* Begin *

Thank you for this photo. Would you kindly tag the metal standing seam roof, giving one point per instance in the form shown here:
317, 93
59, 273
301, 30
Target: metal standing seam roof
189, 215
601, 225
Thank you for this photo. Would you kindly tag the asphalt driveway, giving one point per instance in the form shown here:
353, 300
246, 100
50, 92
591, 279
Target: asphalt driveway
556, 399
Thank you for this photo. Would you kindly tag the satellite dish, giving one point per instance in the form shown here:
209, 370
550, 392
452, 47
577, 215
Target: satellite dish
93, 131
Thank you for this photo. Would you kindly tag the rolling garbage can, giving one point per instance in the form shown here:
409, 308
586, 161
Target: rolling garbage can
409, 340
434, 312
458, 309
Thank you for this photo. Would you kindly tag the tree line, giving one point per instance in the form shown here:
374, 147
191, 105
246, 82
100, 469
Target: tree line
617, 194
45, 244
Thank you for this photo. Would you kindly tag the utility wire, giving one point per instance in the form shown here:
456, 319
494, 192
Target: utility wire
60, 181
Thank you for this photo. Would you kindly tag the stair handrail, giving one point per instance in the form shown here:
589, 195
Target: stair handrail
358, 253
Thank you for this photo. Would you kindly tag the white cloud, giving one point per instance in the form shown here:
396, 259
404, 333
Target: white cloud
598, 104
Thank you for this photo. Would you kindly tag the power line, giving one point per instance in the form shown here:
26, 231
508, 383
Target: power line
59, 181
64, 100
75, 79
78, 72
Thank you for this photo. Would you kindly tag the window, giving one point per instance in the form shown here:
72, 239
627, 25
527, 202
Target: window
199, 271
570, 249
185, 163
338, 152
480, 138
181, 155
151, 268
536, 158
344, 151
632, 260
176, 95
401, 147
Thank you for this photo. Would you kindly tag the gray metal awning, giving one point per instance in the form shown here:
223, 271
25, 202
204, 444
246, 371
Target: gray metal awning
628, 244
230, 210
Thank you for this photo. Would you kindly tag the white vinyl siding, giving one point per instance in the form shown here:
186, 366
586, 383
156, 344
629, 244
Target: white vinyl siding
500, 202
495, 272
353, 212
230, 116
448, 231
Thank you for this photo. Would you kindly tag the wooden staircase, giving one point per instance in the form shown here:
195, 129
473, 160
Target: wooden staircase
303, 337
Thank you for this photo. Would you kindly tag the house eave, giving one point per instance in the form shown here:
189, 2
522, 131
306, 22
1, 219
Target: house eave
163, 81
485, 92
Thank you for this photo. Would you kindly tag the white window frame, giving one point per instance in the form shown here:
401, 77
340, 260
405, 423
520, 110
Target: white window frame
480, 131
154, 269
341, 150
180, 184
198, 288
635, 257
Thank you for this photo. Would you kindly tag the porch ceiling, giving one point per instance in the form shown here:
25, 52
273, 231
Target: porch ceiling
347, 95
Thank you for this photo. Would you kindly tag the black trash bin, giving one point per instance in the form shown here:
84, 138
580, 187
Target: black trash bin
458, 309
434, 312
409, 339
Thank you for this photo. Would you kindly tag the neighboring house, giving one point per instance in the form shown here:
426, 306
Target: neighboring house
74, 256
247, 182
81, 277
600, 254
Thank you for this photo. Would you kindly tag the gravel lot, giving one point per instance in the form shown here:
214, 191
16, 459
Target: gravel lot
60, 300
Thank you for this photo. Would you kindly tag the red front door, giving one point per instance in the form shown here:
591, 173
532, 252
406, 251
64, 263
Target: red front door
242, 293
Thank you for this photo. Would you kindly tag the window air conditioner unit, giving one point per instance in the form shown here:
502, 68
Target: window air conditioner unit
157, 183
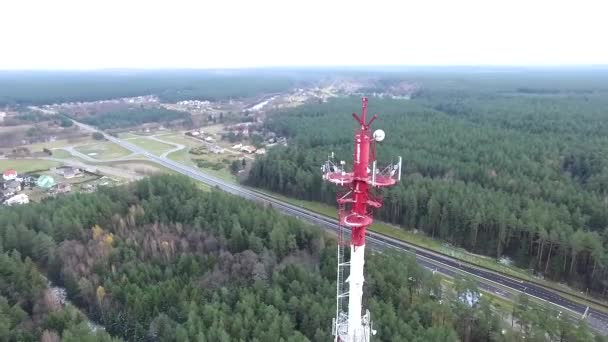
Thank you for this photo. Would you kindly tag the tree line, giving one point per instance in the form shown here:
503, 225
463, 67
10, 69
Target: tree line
160, 260
499, 174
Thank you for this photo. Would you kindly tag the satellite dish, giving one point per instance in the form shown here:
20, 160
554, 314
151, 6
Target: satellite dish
379, 135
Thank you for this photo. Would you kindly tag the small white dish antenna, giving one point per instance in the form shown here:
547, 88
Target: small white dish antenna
379, 135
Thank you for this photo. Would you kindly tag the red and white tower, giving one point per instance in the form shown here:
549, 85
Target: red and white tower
355, 203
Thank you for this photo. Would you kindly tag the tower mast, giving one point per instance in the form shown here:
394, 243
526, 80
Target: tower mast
355, 200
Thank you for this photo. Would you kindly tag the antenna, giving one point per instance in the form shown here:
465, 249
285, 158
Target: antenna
354, 196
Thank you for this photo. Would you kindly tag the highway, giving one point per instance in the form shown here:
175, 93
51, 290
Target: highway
490, 281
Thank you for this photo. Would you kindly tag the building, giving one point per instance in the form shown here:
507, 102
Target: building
63, 188
13, 185
248, 149
18, 199
45, 182
9, 174
6, 193
216, 149
70, 172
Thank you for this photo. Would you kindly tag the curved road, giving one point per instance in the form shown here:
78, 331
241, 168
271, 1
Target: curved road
493, 282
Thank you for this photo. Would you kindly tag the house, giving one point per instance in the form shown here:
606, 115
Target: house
70, 172
9, 174
248, 149
216, 149
18, 199
63, 188
13, 185
6, 193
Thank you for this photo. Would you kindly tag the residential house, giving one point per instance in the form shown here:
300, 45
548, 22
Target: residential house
248, 149
18, 199
9, 174
13, 185
63, 188
70, 172
216, 149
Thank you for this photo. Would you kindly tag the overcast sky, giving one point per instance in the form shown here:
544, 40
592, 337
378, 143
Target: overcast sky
91, 34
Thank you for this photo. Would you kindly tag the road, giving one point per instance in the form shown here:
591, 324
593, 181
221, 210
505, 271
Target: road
491, 281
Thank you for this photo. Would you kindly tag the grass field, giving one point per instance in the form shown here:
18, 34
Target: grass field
61, 154
60, 143
27, 165
151, 146
127, 135
103, 150
179, 138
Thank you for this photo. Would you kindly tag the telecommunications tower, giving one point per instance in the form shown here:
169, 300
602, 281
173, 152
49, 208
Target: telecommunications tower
356, 199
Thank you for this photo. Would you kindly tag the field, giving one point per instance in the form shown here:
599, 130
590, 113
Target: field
180, 138
150, 145
27, 165
62, 154
60, 143
103, 150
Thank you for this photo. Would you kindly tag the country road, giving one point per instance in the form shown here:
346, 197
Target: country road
490, 281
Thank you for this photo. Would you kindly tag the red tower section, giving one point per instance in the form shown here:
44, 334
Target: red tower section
362, 179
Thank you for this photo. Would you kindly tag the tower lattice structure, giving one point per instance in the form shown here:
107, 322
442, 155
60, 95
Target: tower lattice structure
356, 200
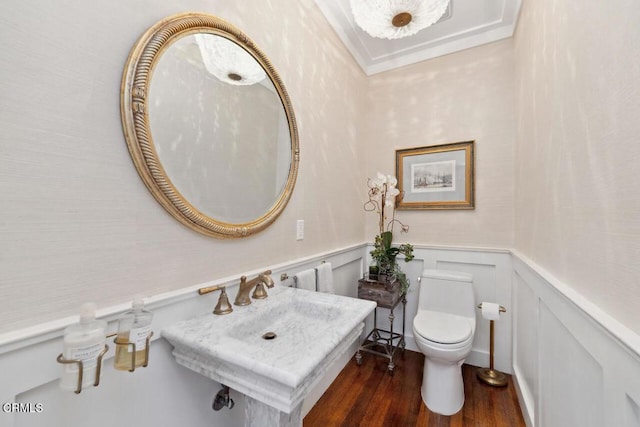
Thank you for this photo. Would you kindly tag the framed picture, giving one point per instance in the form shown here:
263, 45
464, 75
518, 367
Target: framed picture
437, 176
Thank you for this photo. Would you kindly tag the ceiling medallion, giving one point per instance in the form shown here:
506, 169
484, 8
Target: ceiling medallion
394, 19
228, 61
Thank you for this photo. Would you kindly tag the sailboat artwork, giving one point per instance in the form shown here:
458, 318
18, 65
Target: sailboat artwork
433, 176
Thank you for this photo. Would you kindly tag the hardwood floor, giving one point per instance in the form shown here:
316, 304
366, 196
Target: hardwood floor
368, 396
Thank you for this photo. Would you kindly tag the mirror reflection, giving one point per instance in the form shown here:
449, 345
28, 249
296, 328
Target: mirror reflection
219, 128
209, 125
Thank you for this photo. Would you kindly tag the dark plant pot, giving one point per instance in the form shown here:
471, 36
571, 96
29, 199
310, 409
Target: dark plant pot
373, 272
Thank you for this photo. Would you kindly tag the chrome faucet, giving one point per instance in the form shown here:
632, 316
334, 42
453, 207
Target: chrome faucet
242, 298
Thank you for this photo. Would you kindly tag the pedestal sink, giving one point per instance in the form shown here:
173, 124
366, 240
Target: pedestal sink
272, 350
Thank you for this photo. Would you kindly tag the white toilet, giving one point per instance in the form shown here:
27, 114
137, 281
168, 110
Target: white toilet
443, 329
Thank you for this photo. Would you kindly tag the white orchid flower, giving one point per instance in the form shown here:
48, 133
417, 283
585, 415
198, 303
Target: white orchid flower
390, 198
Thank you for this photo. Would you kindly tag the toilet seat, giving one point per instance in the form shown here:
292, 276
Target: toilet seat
442, 328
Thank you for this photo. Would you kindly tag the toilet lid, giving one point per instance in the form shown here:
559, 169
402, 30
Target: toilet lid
444, 328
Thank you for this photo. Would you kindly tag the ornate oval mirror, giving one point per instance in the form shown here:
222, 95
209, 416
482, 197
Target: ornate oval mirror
209, 125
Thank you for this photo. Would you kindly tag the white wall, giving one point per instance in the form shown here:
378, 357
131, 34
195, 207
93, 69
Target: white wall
574, 364
77, 224
459, 97
577, 180
164, 393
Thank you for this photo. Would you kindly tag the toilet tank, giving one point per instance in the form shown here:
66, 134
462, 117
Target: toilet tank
447, 291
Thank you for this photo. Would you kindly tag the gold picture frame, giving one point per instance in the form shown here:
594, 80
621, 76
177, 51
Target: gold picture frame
437, 176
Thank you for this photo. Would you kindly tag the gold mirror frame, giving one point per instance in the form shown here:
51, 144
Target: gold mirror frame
134, 90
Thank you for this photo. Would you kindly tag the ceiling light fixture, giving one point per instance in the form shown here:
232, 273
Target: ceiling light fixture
394, 19
228, 61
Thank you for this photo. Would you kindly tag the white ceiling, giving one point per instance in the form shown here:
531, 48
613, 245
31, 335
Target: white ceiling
466, 24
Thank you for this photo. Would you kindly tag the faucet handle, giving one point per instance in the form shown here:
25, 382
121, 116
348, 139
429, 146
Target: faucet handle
223, 306
260, 292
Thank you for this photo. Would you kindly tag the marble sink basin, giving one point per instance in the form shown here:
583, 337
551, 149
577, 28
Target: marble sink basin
311, 330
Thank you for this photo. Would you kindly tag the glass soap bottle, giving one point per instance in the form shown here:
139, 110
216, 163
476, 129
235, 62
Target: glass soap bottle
134, 326
83, 341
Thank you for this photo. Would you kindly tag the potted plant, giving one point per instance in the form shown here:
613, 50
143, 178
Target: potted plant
382, 200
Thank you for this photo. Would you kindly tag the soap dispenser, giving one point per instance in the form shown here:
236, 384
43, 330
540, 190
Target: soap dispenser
134, 327
83, 342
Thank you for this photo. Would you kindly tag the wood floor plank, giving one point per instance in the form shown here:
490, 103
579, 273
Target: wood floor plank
368, 396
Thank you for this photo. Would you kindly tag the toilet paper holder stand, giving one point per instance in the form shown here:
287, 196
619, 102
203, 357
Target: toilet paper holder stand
489, 375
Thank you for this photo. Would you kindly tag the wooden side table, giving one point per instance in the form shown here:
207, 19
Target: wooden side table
382, 342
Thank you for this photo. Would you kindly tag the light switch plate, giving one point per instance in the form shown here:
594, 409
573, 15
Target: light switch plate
300, 229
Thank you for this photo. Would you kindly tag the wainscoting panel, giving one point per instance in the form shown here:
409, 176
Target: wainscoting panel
491, 270
573, 364
164, 393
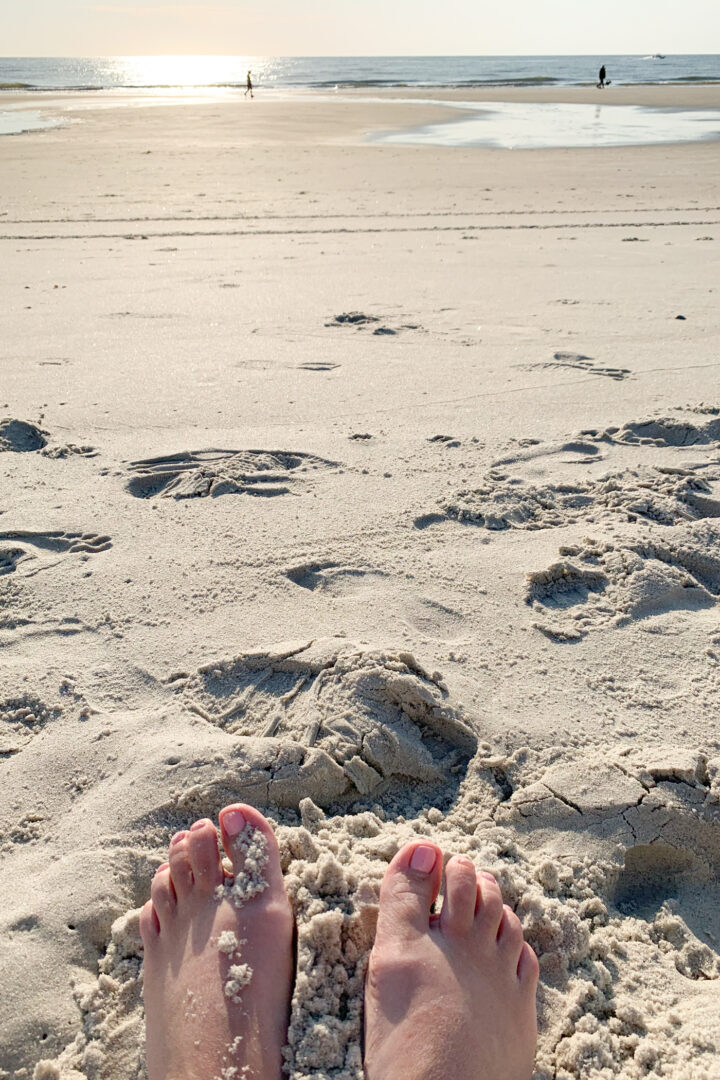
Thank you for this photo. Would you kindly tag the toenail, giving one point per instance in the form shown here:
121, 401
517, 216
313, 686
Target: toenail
423, 859
233, 822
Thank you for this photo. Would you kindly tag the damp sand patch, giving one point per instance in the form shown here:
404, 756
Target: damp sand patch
517, 125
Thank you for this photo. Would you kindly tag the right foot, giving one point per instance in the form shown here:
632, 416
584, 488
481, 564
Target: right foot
218, 976
450, 995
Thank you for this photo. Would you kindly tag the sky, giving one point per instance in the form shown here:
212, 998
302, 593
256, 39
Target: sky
357, 27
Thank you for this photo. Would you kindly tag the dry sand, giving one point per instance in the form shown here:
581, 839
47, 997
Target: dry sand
447, 569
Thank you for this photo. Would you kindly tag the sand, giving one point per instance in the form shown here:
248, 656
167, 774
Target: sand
377, 486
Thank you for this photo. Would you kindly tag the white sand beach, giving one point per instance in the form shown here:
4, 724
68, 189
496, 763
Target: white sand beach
377, 486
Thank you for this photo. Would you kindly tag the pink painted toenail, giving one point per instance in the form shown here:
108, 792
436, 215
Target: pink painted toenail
423, 859
233, 822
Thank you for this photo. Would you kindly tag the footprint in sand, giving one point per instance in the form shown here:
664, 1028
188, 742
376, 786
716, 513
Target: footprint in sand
549, 485
334, 579
600, 584
193, 474
422, 613
576, 362
333, 721
30, 552
21, 719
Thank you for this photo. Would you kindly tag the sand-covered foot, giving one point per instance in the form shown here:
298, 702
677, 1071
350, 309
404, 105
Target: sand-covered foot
218, 955
448, 995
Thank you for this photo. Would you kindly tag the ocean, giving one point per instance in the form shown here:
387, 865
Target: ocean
330, 72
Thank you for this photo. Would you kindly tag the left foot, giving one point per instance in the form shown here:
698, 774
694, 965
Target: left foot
218, 957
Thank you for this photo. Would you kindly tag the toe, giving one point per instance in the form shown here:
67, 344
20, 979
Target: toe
249, 841
409, 889
460, 896
489, 908
149, 925
179, 865
204, 855
162, 894
510, 936
528, 969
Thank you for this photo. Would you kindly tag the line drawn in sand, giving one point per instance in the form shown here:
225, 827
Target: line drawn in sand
193, 474
333, 721
32, 552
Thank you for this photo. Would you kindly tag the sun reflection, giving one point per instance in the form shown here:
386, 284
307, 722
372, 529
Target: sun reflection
186, 70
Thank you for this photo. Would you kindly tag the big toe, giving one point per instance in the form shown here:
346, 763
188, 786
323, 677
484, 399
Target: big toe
409, 889
252, 847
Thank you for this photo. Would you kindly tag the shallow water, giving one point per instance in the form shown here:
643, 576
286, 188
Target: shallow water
515, 125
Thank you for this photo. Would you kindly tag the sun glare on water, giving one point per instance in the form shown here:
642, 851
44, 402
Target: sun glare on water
181, 70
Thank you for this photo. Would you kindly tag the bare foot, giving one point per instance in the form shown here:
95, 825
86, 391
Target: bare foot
218, 955
449, 995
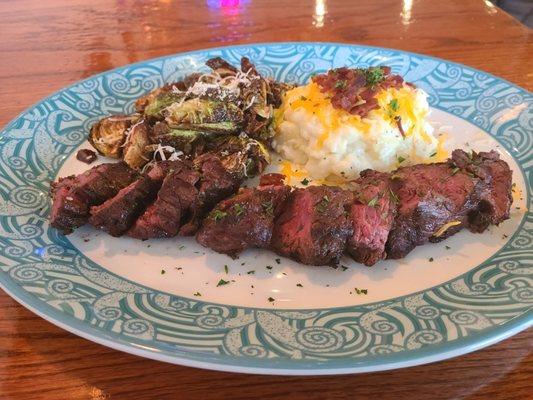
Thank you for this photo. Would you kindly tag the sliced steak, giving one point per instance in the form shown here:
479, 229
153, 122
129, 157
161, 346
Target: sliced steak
433, 203
371, 214
246, 219
118, 214
171, 209
72, 197
314, 226
493, 194
214, 185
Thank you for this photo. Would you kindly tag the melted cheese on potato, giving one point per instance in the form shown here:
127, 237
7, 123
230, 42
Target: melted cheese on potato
330, 143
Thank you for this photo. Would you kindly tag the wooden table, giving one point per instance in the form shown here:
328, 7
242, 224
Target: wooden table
46, 45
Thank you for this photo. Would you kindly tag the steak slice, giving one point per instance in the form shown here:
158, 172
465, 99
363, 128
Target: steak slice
433, 203
372, 215
171, 209
214, 185
118, 214
246, 219
314, 226
493, 194
73, 196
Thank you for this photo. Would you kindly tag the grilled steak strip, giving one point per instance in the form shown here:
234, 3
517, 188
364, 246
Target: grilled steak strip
246, 219
372, 215
118, 214
313, 227
73, 196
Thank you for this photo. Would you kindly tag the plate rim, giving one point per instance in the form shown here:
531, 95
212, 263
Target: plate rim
432, 353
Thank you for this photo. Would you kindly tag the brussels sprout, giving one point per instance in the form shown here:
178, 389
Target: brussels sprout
204, 111
241, 155
136, 148
108, 135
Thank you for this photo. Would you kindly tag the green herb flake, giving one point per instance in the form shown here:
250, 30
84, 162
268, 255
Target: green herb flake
373, 202
268, 207
340, 84
217, 215
394, 106
238, 208
222, 282
322, 205
374, 76
393, 196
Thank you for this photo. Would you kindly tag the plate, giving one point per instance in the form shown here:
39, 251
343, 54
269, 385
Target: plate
159, 299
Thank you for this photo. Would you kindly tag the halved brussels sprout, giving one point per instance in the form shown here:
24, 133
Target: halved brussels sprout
136, 149
108, 135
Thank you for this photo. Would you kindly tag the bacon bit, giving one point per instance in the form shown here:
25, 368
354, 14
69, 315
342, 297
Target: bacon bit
86, 156
400, 127
354, 90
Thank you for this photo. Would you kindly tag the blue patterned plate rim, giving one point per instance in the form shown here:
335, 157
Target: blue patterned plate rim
177, 354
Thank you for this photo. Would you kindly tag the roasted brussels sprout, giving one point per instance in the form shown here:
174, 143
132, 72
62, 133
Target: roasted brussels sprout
136, 148
241, 155
108, 135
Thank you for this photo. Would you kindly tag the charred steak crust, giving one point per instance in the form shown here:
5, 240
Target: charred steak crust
244, 220
493, 195
314, 226
73, 196
118, 214
430, 197
372, 215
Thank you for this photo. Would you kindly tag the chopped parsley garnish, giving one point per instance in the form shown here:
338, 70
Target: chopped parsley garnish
373, 202
394, 197
268, 207
322, 205
238, 208
222, 282
374, 76
340, 84
394, 106
217, 215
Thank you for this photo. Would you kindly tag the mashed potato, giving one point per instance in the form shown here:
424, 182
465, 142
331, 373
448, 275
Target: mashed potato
331, 144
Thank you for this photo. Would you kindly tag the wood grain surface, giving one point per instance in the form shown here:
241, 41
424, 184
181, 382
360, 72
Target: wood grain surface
47, 44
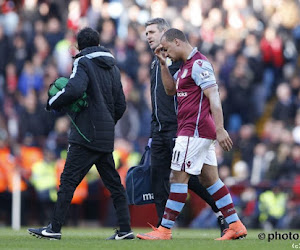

* End *

List every line in the listing above that contains the word "halved".

Thank you for this photo. Would you kindly tag the halved brussels sprout, giving one point per instance in the form shown here:
Target: halved brussels sprout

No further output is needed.